The problem: Could you repeat every one of the records below, line for line, without changing a single character?

[start of Records shown]

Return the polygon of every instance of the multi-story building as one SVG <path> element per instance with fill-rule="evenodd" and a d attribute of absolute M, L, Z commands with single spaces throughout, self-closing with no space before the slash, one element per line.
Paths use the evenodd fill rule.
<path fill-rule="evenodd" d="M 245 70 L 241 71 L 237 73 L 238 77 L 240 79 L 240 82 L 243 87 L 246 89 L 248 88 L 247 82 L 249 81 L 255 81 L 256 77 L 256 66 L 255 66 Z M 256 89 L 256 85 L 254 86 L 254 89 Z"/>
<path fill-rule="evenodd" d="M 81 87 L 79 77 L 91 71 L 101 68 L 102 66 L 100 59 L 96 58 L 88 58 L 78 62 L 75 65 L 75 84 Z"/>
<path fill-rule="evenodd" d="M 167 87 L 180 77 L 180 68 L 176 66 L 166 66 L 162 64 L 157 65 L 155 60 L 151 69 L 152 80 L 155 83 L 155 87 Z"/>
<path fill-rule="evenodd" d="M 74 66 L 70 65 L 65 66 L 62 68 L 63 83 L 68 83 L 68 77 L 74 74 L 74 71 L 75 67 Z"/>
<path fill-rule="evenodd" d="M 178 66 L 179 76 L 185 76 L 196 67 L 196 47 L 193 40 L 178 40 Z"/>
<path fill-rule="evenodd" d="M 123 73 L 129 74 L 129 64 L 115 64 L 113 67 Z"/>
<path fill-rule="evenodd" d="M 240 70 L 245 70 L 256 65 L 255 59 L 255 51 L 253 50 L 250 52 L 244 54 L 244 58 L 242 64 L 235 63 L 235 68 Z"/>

[end of Records shown]

Written solution:
Return the polygon of every instance of the multi-story building as one SVG <path> element per instance with fill-rule="evenodd" and a d attribute of absolute M, L, Z commands with single spaces throughout, self-closing with no space before the slash, one element per line.
Paths use the evenodd fill rule.
<path fill-rule="evenodd" d="M 245 70 L 241 71 L 237 73 L 238 77 L 240 79 L 240 82 L 243 87 L 246 89 L 248 88 L 247 82 L 249 81 L 255 81 L 256 77 L 256 66 L 255 66 Z M 256 89 L 256 85 L 254 86 L 254 89 Z"/>
<path fill-rule="evenodd" d="M 81 87 L 79 77 L 91 71 L 101 68 L 102 66 L 100 59 L 96 58 L 88 58 L 78 62 L 75 65 L 75 84 Z"/>
<path fill-rule="evenodd" d="M 167 87 L 180 77 L 180 68 L 176 66 L 166 66 L 162 64 L 157 65 L 155 60 L 151 69 L 152 80 L 155 83 L 155 87 Z"/>
<path fill-rule="evenodd" d="M 74 66 L 70 65 L 65 66 L 62 68 L 63 83 L 68 83 L 68 77 L 74 74 L 74 71 L 75 67 Z"/>
<path fill-rule="evenodd" d="M 178 66 L 179 76 L 185 76 L 196 67 L 196 47 L 193 40 L 178 40 Z"/>
<path fill-rule="evenodd" d="M 123 73 L 129 74 L 129 64 L 115 64 L 113 67 Z"/>
<path fill-rule="evenodd" d="M 240 70 L 245 70 L 256 65 L 255 59 L 255 51 L 253 50 L 250 52 L 244 54 L 244 58 L 242 64 L 235 63 L 235 68 Z"/>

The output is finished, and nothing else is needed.